╔══

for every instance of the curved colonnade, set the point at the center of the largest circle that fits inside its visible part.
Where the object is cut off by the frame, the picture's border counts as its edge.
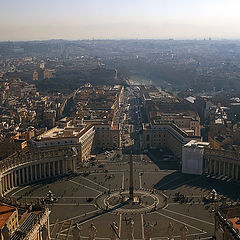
(32, 166)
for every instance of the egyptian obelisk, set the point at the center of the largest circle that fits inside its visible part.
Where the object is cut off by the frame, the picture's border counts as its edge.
(131, 179)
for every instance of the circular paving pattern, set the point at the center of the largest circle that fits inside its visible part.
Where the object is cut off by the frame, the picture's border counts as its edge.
(94, 195)
(118, 202)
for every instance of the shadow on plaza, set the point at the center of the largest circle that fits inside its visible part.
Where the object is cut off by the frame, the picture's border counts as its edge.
(102, 212)
(176, 180)
(159, 159)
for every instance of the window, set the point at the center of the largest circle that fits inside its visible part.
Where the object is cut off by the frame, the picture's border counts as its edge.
(147, 137)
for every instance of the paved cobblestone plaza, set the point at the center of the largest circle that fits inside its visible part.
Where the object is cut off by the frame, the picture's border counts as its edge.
(98, 194)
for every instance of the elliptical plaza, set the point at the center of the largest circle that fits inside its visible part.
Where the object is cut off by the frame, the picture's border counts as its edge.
(101, 194)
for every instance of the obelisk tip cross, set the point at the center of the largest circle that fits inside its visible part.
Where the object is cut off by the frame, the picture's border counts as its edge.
(131, 179)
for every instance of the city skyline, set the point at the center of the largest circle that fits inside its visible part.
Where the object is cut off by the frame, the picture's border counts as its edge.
(28, 20)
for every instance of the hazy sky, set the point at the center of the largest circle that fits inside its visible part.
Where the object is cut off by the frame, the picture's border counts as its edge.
(118, 19)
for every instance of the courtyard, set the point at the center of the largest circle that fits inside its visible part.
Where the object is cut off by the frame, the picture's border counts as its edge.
(98, 194)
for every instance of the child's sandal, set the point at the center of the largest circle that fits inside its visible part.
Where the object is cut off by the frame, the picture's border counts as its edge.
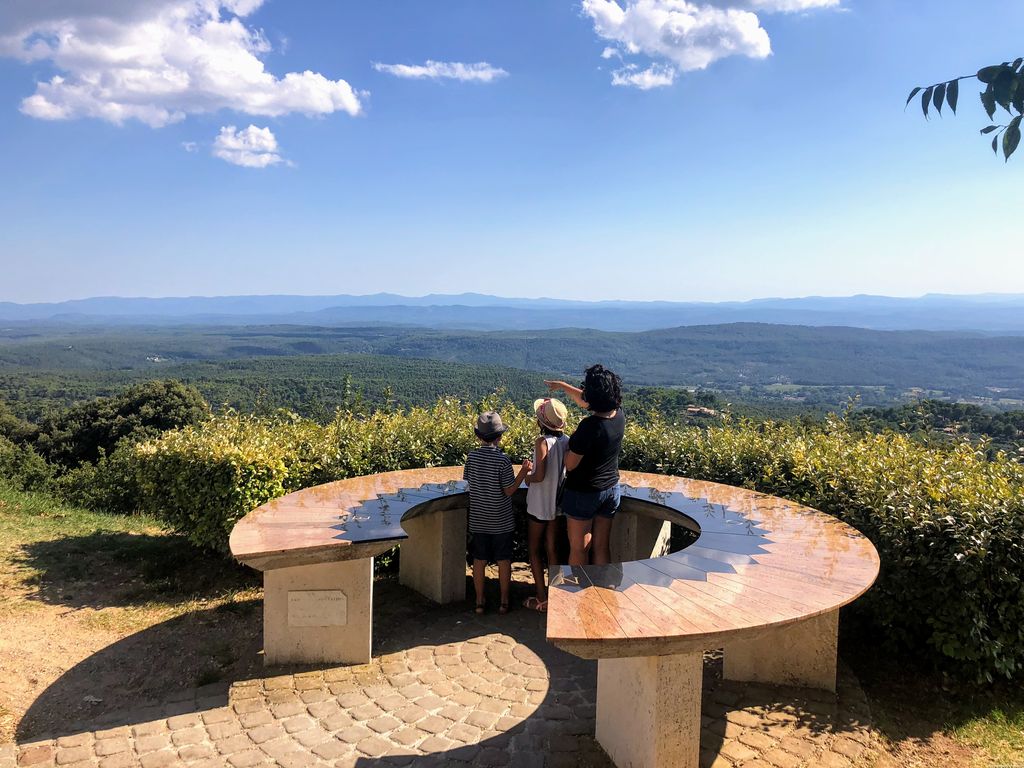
(535, 603)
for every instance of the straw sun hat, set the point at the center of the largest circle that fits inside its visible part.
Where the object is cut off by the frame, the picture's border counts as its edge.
(551, 413)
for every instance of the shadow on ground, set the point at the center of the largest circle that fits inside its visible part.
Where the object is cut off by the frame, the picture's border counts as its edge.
(151, 676)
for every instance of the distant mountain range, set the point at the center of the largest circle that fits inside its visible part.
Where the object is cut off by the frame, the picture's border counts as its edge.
(994, 313)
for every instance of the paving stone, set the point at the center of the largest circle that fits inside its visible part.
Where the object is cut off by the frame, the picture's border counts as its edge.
(183, 721)
(217, 731)
(373, 745)
(433, 724)
(848, 748)
(217, 716)
(354, 733)
(736, 752)
(800, 747)
(122, 731)
(153, 743)
(407, 736)
(782, 759)
(233, 744)
(72, 755)
(159, 759)
(436, 743)
(331, 750)
(338, 722)
(247, 759)
(108, 747)
(757, 739)
(832, 760)
(196, 752)
(383, 724)
(79, 739)
(279, 748)
(481, 719)
(254, 719)
(296, 724)
(187, 736)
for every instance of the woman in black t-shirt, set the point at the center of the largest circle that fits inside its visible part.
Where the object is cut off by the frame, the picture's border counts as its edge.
(592, 496)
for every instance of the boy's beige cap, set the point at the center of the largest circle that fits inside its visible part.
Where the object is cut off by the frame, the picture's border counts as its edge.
(552, 413)
(489, 426)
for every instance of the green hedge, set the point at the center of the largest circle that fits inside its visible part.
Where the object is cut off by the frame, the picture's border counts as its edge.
(948, 523)
(22, 467)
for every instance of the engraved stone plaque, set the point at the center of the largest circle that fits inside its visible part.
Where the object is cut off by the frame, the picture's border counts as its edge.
(317, 608)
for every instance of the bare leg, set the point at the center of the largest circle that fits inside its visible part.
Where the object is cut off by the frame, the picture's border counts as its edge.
(504, 581)
(579, 531)
(602, 540)
(551, 543)
(478, 567)
(537, 531)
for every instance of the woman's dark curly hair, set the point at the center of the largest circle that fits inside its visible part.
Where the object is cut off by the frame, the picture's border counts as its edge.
(602, 389)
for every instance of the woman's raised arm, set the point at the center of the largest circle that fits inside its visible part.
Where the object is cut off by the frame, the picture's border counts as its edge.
(574, 392)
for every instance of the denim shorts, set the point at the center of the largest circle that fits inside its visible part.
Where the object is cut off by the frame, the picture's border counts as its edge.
(586, 506)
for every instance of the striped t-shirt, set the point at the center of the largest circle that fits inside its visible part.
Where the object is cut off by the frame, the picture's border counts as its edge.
(488, 472)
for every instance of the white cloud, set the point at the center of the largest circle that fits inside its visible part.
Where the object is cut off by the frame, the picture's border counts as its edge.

╚══

#### GIVEN REQUEST:
Put every line of all the records above into a numbered list, skipping blank lines and leaving the pictures out.

#### COMPLETE ANSWER:
1. for every instance of the curved colonnade, set the point at the center of the largest circle that fits inside its visible part.
2. Where the object is cut off by the frame, the picture's border counts as its edge.
3. (32, 166)
4. for every instance of the egyptian obelisk, set the point at the center of the largest circle that fits inside its visible part.
5. Where the object is cut off by the frame, the picture's border counts as its edge.
6. (131, 179)
7. for every instance of the circular paving pattern, set the point at the center of the largest circle that fits inside its visible part.
8. Where the object is cut off by the frame, the picture's border counts as its edge.
9. (94, 195)
10. (118, 202)
11. for every instance of the shadow on plaza, set the point at the center of the largest circle that fits inside its visible part.
12. Where the object is cut off by the frame, the picture's border counts as its edge.
13. (102, 212)
14. (176, 180)
15. (159, 159)
16. for every instance of the window, set the point at the center of the largest circle that fits inside its visible part.
17. Where the object is cut off by the frame, the picture's border counts as its edge.
18. (147, 137)
19. for every instance of the paved cobblestone plaza, set the point at the center of the largest circle that fits inside its visible part.
20. Where the object is cut off by the frame, the picture's border counts as its edge.
21. (98, 194)
22. for every instance of the elliptical plaza, set the point at the center of the largest circle that fits inside its visible part.
23. Where the object is cut off by the frame, the picture's border counts as its edge.
24. (101, 194)
25. for every instance of the obelisk tip cross, set the point at the center of the largest circle that fits inside its visible part.
26. Where the object is cut off by the frame, the picture's border counts as its edge.
27. (131, 179)
28. for every instance of the city skyline, set the point at the center of the largest circle that fits inside its visible part.
29. Where the object is cut off by the frame, the picture's border counts as its edge.
30. (28, 20)
31. for every instance of the hazy sky, set the point at the center of the largest circle that fits inside its visible part.
32. Where the object is cut off by the frame, the picture's border counts as its edge.
33. (118, 19)
34. for every instance of the courtyard, set the point at the center of the largest circle that fits inside its visible part.
35. Where the object is cut off by the frame, the picture's border counts as its edge.
36. (98, 194)
37. for every instance of the child's sandal, set the point at the center of the largest circle that fits inside its visible part.
38. Where the object is cut off by the frame, the picture's border counts as its edge.
39. (535, 603)
40. for every instance of the straw sun hat, set the point at the center of the largest circle that fits inside its visible part.
41. Where the object is cut off by the frame, the picture's border counts as its edge.
42. (551, 413)
43. for every instance of the shadow on ground, set the point at the center of the largest circle that fits inside its visible part.
44. Where the object is cut off by the frame, the picture's border counts as its edge.
45. (151, 676)
46. for every instance of the distant mountain range, set the point at the center of the largest circle that fits inside its visible part.
47. Where the object is cut off by the frame, the picture's border counts as its edge.
48. (994, 313)
49. for every instance of the paving stone, set the point at the center of the largest circle that fits inside its visible part.
50. Where the object is cut off by the frame, the picture's border counts as its edge.
51. (183, 721)
52. (217, 731)
53. (373, 745)
54. (433, 724)
55. (848, 748)
56. (217, 716)
57. (354, 733)
58. (736, 752)
59. (800, 747)
60. (122, 731)
61. (153, 743)
62. (407, 736)
63. (782, 759)
64. (233, 744)
65. (72, 755)
66. (159, 759)
67. (436, 743)
68. (331, 750)
69. (338, 722)
70. (247, 759)
71. (108, 747)
72. (757, 739)
73. (832, 760)
74. (196, 752)
75. (383, 724)
76. (79, 739)
77. (279, 748)
78. (481, 719)
79. (254, 719)
80. (296, 724)
81. (187, 736)
82. for every instance of the woman in black t-shirt, set the point at the center of the largest circle that fits inside its visible part.
83. Where the object is cut off by the frame, the picture's border counts as its edge.
84. (592, 496)
85. for every instance of the boy's beige cap, set the point at the center of the largest circle that fits inside its visible part.
86. Where the object is cut off by the frame, the picture's border counts as its edge.
87. (552, 413)
88. (489, 426)
89. for every instance of the green hedge, set the point at the center of the largest circle that fits inside its visible part.
90. Where the object is cut off by the frame, the picture's border counts as its edge.
91. (948, 523)
92. (22, 467)
93. for every instance of the engraved stone plaque, set the point at the center of the largest circle that fits inside its visible part.
94. Where the object is cut off by the frame, the picture's border counts as its edge.
95. (317, 608)
96. for every instance of the bare leg, set the point at the center of the largest circle that fits inside its visible part.
97. Where the object is cut off by the frame, the picture's border counts as its edge.
98. (504, 581)
99. (579, 531)
100. (602, 540)
101. (551, 543)
102. (478, 567)
103. (537, 531)
104. for every instance of the woman's dark curly hair, set the point at the center of the largest circle that fits inside its visible part.
105. Where the object is cut off by the frame, the picture's border counts as its edge.
106. (602, 389)
107. for every instance of the woman's raised arm, set the point at the center of the largest circle that fits inside its visible part.
108. Where the object is cut off by the frame, the picture's border counts as its edge.
109. (574, 392)
110. for every instance of the denim shorts, set the point at the center of the largest circle that fits inside its visible part.
111. Where the object is cut off by the frame, the picture's border counts as its edge.
112. (586, 506)
113. for every instance of the striped t-shirt, set the point at the center of the largest circle that fits inside its visible part.
114. Where the object is cut off by the frame, the picture's border counts as its edge.
115. (488, 472)
116. for every instance of the white cloud, set the point at the center of the largest circle that fits inside its visible part.
117. Where the object is cut off by the frame, the picture's border counts as its edge.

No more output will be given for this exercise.